- **Pointing material**:
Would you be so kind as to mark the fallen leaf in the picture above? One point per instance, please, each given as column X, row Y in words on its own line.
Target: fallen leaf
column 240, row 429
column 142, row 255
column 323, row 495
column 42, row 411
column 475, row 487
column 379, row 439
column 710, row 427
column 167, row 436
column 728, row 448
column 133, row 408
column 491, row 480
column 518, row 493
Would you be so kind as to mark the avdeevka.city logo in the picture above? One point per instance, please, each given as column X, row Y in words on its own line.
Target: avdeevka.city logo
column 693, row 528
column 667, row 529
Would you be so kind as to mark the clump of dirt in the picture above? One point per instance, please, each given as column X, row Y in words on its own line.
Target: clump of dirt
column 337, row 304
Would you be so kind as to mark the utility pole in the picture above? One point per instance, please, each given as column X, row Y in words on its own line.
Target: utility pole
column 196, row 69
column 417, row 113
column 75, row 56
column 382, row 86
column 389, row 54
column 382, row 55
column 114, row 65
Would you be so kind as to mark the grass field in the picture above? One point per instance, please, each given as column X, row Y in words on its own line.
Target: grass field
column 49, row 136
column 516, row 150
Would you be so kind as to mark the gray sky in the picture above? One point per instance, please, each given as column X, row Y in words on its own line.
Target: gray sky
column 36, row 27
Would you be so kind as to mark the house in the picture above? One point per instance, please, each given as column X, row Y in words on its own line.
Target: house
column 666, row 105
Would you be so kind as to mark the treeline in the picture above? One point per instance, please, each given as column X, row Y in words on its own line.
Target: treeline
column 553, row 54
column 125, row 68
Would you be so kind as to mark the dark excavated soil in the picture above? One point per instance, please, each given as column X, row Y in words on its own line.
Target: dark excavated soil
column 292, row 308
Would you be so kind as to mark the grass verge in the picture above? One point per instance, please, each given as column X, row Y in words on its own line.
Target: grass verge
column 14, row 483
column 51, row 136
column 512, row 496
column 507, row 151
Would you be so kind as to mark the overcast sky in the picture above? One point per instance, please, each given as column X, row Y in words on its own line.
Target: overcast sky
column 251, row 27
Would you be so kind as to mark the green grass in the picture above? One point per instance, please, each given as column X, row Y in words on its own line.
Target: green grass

- **YOUR OBJECTIVE**: Reproduce all of the material above verbatim, line for line, with no changes.

- **THE OUTPUT**:
Would you be so kind as to mark the fallen leaf in the picture above? One point per instance, please, each given as column X, row Y in words on its own line.
Target: fallen leaf
column 240, row 429
column 142, row 255
column 323, row 495
column 42, row 411
column 475, row 487
column 379, row 439
column 710, row 427
column 167, row 436
column 728, row 448
column 133, row 408
column 491, row 480
column 518, row 493
Would you be so kind as to mark the avdeevka.city logo in the picture above? One point per instance, please, each given as column X, row Y in words on its own line.
Target: avdeevka.city logo
column 693, row 528
column 667, row 529
Would you be so kind as to mark the clump of dirt in the picture above? One point per instance, please, each given as column X, row Y in words on its own line.
Target: clump of dirt
column 337, row 304
Would you be so kind as to mark the utility pole in the picture above? One point per instance, please, each given as column X, row Y in words on its own line.
Target: utility pole
column 196, row 69
column 417, row 113
column 75, row 56
column 382, row 86
column 389, row 54
column 382, row 55
column 114, row 65
Would you be so kind as to mark the grass field in the picture above? One point per instance, please, each given as column X, row Y in words on its own line.
Target: grass field
column 49, row 136
column 516, row 150
Would you be so kind as to mark the gray sky in the picture above? One point per instance, please, each given as column X, row Y in words on its own line.
Target: gray sky
column 36, row 27
Would you be so kind as to mark the house in the picture above? One point per instance, please, each given as column X, row Y in words on its own line.
Target: house
column 666, row 105
Would you be so kind as to mark the treeline in the picture above? One point per instance, please, each given as column X, row Y in words on its own line.
Target: treeline
column 553, row 54
column 125, row 68
Would you be so kind as to mark the dark excavated soil in the picture above? One point per instance, please, each given as column X, row Y in words on its own line.
Target: dark excavated soil
column 292, row 308
Would you be so kind as to mark the grass verge in the picture above? One point per instance, please, each given as column X, row Y in words on its own line.
Target: grass verge
column 14, row 483
column 51, row 136
column 512, row 496
column 507, row 151
Would you be so kind as to mark the overcast sky in the picture above? One point per instance, please, each given as column X, row Y in words on its own line.
Target: overcast sky
column 251, row 27
Would you be so kind as to mark the green grass in the picture above? One point per instance, please, each given as column X, row Y in words on its own line.
Target: green grass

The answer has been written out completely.